EXTRACT: Begin
1. My seat. For reasons of both practicality and fund-raising, synagogues sell seats during the High Holidays. This is done to ensure that one gets a seat, that it is reserved for you. Otherwise, it's possible you won't get a place to sit down. My seat is in a section that faces the mechtiza, the partition between the men's and women's sides. It's fifteen seats - three rows of five. My seat? Middle seat of the middle row. And everyone sitting around me is a friend of mine, from the Rebbitzen (who works with autistic children and who loved Elizabeth Moon's The Speed of Darkness, which I gave her) to this summer's bat mitzvah girl, who is One of Us - she reads fantasy novels and writes fanfiction. And she's there with her mother and her grandmother - three generations of women. Another mother-daughter pair sit behind me. I went to the daughter's wedding. It's ... just nice. Warm. Comforting, almost. And I know they'll all be watching me like hawks this Yom Kippur, too.
EXTRACT: End
» INSTRUCTIONS TO FOLLOW: In the synagogue passage, state where the writer's seat is within the fifteen-seat section. The lines that come next have no connection to the synagogue passage.
EXTRACTED INFORMATION: Begin
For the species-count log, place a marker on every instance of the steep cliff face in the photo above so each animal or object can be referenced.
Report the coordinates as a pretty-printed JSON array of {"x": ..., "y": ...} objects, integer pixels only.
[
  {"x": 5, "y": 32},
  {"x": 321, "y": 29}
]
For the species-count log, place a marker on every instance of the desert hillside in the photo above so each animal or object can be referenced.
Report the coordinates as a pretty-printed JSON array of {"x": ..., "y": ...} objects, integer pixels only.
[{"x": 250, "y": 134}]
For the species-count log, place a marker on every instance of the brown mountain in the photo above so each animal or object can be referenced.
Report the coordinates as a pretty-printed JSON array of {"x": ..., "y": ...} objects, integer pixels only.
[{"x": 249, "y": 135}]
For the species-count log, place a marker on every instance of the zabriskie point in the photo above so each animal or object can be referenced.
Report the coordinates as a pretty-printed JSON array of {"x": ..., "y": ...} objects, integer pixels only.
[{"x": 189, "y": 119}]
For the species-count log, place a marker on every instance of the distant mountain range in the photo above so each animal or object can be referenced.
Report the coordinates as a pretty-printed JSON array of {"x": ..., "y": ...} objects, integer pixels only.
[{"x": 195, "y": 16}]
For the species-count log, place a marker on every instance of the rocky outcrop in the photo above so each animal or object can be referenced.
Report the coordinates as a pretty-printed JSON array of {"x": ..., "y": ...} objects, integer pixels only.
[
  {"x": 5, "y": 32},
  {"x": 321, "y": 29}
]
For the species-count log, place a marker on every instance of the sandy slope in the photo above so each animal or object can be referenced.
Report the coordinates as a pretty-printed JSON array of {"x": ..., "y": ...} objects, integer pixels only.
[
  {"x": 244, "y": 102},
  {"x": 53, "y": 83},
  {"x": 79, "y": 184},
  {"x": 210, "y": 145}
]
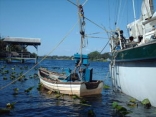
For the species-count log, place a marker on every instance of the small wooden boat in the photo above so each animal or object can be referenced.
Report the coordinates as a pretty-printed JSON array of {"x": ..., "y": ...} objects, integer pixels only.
[{"x": 78, "y": 83}]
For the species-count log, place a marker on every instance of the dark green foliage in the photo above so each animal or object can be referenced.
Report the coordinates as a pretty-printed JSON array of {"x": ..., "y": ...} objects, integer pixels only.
[
  {"x": 29, "y": 89},
  {"x": 120, "y": 109}
]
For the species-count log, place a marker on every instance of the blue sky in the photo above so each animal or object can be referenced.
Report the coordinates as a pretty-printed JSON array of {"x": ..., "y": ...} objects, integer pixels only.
[{"x": 51, "y": 20}]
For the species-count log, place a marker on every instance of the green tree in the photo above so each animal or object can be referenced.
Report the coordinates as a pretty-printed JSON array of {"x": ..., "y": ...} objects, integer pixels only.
[{"x": 94, "y": 55}]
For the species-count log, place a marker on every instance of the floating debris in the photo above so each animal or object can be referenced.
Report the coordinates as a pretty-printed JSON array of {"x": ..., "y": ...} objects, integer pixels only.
[
  {"x": 75, "y": 97},
  {"x": 49, "y": 92},
  {"x": 120, "y": 109},
  {"x": 106, "y": 86},
  {"x": 146, "y": 103},
  {"x": 57, "y": 96},
  {"x": 29, "y": 89},
  {"x": 39, "y": 86},
  {"x": 4, "y": 78},
  {"x": 4, "y": 110},
  {"x": 132, "y": 103},
  {"x": 91, "y": 113},
  {"x": 15, "y": 91},
  {"x": 10, "y": 105}
]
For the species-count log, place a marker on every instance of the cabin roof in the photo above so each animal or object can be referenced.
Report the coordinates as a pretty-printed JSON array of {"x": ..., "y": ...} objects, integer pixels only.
[{"x": 21, "y": 40}]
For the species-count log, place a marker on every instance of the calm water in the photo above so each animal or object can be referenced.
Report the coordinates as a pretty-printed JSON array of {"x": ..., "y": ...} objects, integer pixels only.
[{"x": 41, "y": 104}]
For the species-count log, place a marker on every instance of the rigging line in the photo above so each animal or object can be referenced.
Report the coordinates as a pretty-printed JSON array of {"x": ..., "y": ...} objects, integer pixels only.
[
  {"x": 109, "y": 13},
  {"x": 97, "y": 25},
  {"x": 95, "y": 33},
  {"x": 42, "y": 58},
  {"x": 72, "y": 3},
  {"x": 105, "y": 46},
  {"x": 85, "y": 2},
  {"x": 122, "y": 11},
  {"x": 118, "y": 12},
  {"x": 96, "y": 37}
]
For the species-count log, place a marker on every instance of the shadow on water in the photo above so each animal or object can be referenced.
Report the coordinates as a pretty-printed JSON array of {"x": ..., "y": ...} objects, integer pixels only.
[{"x": 30, "y": 102}]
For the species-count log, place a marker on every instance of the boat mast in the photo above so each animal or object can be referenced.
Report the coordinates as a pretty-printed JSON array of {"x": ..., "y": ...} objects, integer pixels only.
[
  {"x": 81, "y": 23},
  {"x": 134, "y": 17}
]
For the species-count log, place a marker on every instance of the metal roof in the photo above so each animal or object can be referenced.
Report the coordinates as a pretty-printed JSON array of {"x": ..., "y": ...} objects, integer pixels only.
[{"x": 21, "y": 40}]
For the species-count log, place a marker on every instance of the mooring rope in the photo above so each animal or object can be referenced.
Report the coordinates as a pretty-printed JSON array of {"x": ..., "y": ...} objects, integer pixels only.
[{"x": 42, "y": 58}]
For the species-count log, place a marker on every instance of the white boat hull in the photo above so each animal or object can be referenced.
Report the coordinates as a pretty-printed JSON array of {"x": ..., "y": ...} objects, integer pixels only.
[
  {"x": 136, "y": 79},
  {"x": 71, "y": 88}
]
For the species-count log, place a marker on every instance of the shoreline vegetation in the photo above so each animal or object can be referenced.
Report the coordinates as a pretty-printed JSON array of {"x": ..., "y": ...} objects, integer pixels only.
[{"x": 93, "y": 56}]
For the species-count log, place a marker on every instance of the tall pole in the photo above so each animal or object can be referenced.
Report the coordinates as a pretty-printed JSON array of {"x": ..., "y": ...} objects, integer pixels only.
[
  {"x": 134, "y": 18},
  {"x": 81, "y": 24}
]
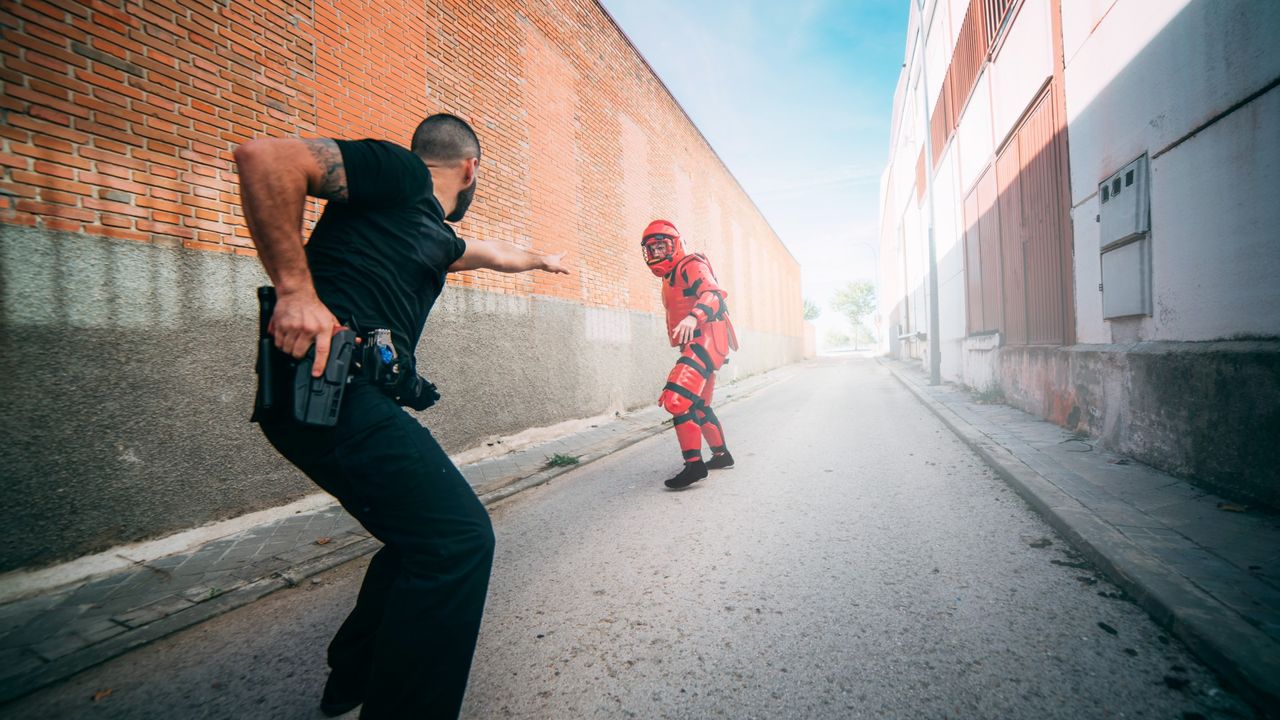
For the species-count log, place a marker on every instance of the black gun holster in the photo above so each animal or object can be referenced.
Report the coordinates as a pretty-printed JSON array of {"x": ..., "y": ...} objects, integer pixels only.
[
  {"x": 286, "y": 388},
  {"x": 284, "y": 384}
]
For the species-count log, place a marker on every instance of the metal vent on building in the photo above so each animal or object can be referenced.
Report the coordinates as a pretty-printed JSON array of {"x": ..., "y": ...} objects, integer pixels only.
[
  {"x": 1124, "y": 215},
  {"x": 1125, "y": 204}
]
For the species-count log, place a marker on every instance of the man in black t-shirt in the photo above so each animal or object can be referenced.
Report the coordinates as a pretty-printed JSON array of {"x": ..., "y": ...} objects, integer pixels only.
[{"x": 378, "y": 259}]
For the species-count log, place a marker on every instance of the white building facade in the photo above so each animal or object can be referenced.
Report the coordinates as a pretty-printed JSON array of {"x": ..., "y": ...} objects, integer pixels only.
[{"x": 1101, "y": 180}]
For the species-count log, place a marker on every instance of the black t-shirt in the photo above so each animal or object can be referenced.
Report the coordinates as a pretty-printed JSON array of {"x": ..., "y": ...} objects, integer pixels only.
[{"x": 379, "y": 259}]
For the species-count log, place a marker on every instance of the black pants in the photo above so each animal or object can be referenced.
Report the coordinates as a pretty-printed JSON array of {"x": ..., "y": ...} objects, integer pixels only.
[{"x": 407, "y": 646}]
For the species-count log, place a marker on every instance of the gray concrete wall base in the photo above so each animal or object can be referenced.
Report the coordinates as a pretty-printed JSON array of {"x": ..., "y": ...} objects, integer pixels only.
[
  {"x": 1207, "y": 411},
  {"x": 129, "y": 378}
]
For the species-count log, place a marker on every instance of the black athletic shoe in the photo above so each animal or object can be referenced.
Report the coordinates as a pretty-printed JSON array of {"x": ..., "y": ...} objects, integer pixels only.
[
  {"x": 336, "y": 701},
  {"x": 690, "y": 474},
  {"x": 721, "y": 461}
]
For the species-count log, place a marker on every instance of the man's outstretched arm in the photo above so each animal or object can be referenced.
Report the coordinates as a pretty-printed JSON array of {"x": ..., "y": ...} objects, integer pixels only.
[
  {"x": 506, "y": 258},
  {"x": 277, "y": 176}
]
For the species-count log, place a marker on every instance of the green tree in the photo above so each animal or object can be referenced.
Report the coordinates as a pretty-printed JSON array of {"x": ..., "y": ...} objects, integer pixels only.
[
  {"x": 855, "y": 301},
  {"x": 810, "y": 310}
]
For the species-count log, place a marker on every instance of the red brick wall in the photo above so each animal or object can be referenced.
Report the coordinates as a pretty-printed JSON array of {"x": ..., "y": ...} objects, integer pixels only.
[{"x": 119, "y": 118}]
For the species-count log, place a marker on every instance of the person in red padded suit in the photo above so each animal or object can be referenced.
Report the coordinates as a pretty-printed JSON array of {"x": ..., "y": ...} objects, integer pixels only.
[{"x": 698, "y": 323}]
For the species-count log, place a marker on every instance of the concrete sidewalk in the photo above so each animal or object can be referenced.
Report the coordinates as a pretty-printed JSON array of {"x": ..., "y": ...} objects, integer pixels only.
[
  {"x": 1206, "y": 568},
  {"x": 54, "y": 633}
]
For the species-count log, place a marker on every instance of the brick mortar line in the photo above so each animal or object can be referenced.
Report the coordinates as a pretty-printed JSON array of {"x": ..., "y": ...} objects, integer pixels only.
[
  {"x": 1242, "y": 655},
  {"x": 292, "y": 575}
]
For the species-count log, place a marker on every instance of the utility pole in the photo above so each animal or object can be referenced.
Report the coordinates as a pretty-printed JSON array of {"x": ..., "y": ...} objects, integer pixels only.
[{"x": 935, "y": 352}]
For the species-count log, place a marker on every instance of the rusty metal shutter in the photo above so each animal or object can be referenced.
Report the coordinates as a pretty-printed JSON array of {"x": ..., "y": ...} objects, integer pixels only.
[{"x": 1033, "y": 228}]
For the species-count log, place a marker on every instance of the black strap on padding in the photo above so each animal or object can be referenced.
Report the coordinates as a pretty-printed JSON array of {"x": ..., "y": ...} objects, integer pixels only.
[{"x": 682, "y": 391}]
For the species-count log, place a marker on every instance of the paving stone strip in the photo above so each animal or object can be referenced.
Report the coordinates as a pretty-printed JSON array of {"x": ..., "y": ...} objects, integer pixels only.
[
  {"x": 53, "y": 636},
  {"x": 1205, "y": 568}
]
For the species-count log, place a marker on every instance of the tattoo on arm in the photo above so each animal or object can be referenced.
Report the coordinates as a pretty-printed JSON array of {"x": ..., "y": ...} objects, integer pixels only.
[{"x": 332, "y": 183}]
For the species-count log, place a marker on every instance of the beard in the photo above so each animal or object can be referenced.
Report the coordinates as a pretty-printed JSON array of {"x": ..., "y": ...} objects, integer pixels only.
[{"x": 460, "y": 208}]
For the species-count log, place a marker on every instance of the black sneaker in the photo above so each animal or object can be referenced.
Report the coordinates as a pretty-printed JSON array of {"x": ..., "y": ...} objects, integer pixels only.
[
  {"x": 690, "y": 474},
  {"x": 720, "y": 461}
]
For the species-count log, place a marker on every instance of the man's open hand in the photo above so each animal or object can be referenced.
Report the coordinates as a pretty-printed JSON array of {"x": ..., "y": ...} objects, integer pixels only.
[
  {"x": 556, "y": 264},
  {"x": 300, "y": 320}
]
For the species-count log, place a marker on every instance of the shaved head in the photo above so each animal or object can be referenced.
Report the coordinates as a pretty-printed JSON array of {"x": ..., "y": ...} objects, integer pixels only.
[{"x": 446, "y": 139}]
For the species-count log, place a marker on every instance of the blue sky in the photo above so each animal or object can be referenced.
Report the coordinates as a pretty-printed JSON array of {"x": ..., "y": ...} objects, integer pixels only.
[{"x": 796, "y": 98}]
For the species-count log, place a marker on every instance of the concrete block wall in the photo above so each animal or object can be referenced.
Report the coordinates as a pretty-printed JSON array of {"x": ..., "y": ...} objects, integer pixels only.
[{"x": 126, "y": 254}]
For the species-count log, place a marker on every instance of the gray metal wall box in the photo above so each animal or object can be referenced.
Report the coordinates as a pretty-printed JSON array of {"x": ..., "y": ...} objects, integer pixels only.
[
  {"x": 1127, "y": 279},
  {"x": 1124, "y": 205}
]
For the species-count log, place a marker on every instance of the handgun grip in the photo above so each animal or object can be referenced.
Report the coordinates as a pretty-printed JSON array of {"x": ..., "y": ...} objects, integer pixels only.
[{"x": 265, "y": 309}]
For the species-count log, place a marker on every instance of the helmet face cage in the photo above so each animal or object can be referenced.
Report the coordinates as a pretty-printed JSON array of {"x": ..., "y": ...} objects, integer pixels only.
[{"x": 658, "y": 247}]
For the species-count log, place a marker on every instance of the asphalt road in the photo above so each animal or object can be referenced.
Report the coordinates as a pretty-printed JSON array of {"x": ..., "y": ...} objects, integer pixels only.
[{"x": 858, "y": 563}]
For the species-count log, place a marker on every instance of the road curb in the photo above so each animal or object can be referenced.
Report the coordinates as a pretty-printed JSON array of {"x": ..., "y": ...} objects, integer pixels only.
[
  {"x": 1244, "y": 657},
  {"x": 295, "y": 574}
]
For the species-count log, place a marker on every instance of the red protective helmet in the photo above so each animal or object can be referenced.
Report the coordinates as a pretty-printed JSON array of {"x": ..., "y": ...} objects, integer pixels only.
[{"x": 662, "y": 246}]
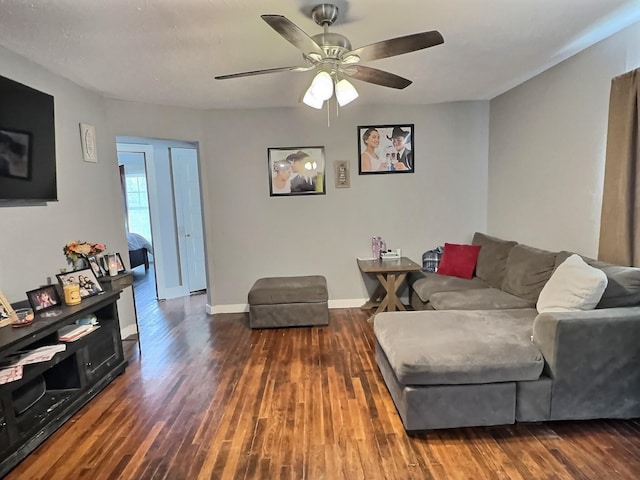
EXTRACTED INFORMATION: End
» RESULT OF THIS EXERCISE: It is the middle seat of the middle row.